**TEXT EXTRACT:**
=-=-=

Take different measurements at the same level. For example, if you are measuring file-system throughput, do not measure just the throughput seen by a user application; also measure the throughput observed inside the operating system (such as at the file block cache). These measurements should match;

Measure the system's behavior at a lower level to break down the factors that determine performance, as I discuss later under Rule 4 (Always measure one level deeper);

Make back-of-the-envelope calculations to see if the measurements are in the ballpark expected; and

Run simulations and compare their results to measurements of the real implementation.

As you begin collecting measurements, compare them and be alert for inconsistencies. There will almost always be things that do not make sense. When something does not make complete sense, stop and gather more data. For example, in a recent measurement of a new network transport protocol, a benchmark indicated that a server could handle no more than 600,000 packets per second. However, my colleagues and I had seen servers process more than 900,000 packets per second with other protocols and believed the new protocol was at least as efficient as the old ones. We decided to gather additional data. As a result, we discovered a bug in the flow-control mechanism on the client side: clients were not transmitting data fast enough to keep the server fully loaded. Fixing the bug improved performance to the level we expected.

Further analysis will sometimes show the unexpected behavior is correct, as in the log-structured file system example discussed under Mistake 2 (Guessing instead of measuring); such situations are usually interesting, and you will learn something important as you resolve the contradiction. In my experience, initial performance measurements are always riddled with contradictions and things we don't understand, and resolving them is always useful; either we fix a problem or we deepen our understanding of the system.

Above all, do not tolerate anything you do not understand. Assume there are bugs and problems with every measurement, and your job is to find and fix them. If you do not find problems, you should feel uneasy, because there are probably bugs you missed. Curmudgeons make good performance evaluators because they trust nothing and enjoy finding problems.

Rule 3: Use your intuition to ask questions, not to answer them. Intuition is a wonderful thing. As you accumulate knowledge and experience in an area, you will start having gut-level feelings about a system's behavior and how to handle certain problems. If used properly, such intuition can save significant time and effort. However, it is easy to become over-confident and assume your intuition is infallible. This leads to Mistake 2 (Guessing instead of measuring).

The best way to use intuition is to identify promising areas for further exploration. For example, when looking over performance measurements, ask yourself if they make sense. How does the performance compare to what you expected? Does it seem too good to be true? Does the system scale more poorly than you had hoped? Does a curve jump unexpectedly when you expected it to be smooth? Do some benchmarks exhibit behavior that is dramatically different from others? Consider anything that does not match your intuition a red flag and investigate it, as described in Rule 2 (Never trust a number generated by a computer). Intuition can be very helpful in identifying problems.

Intuition is great for directing attention but not reliable enough to make decisions on it alone. Intuition should always be validated with data before making decisions or claims. If your intuition suggests why a particular result is occurring, follow it up with measurements that prove or disprove the intuition. Draw conclusions based on the measurements, not the intuition, and include some of the measured data in the conclusion, so others know it is not just a guess.

If you continually form intuitions and then test them you will gain knowledge that helps you form better intuition in the future. Every false intuition means there was something you did not fully understand; in the process of testing it and discovering why it is false, you will learn something useful.

=-=-=

**STORED ROWS:**
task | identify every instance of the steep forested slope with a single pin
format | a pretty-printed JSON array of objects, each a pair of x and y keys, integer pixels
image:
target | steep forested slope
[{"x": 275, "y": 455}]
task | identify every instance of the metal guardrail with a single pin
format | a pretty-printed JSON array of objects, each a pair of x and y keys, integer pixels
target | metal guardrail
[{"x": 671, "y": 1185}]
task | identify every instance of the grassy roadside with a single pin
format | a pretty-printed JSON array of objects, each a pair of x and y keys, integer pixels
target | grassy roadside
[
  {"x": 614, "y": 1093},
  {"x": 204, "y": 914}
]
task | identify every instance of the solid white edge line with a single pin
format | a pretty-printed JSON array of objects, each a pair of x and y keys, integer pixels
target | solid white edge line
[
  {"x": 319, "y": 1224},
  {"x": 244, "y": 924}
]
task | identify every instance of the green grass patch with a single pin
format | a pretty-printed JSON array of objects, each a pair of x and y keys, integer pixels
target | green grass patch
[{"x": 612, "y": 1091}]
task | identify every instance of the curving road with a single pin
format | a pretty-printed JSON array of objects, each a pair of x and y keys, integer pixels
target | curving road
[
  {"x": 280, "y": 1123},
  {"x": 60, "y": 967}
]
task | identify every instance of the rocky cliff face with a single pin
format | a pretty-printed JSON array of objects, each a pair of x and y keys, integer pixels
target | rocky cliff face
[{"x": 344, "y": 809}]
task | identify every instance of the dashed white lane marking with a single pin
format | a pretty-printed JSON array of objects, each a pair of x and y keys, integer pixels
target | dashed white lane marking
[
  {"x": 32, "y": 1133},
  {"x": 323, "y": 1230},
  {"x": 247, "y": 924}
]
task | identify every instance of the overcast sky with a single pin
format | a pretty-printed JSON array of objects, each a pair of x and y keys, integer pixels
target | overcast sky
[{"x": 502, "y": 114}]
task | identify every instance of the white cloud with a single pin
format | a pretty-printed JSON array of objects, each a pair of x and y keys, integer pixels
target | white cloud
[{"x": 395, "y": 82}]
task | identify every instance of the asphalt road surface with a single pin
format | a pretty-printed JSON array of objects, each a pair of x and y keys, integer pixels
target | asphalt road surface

=-=-=

According to the performance measurement text, what did the additional data reveal was limiting the server to 600,000 packets per second?

**RESULT FOR THIS TASK:**
A bug in the client-side flow-control mechanism meant that clients were not transmitting data fast enough to keep the server fully loaded.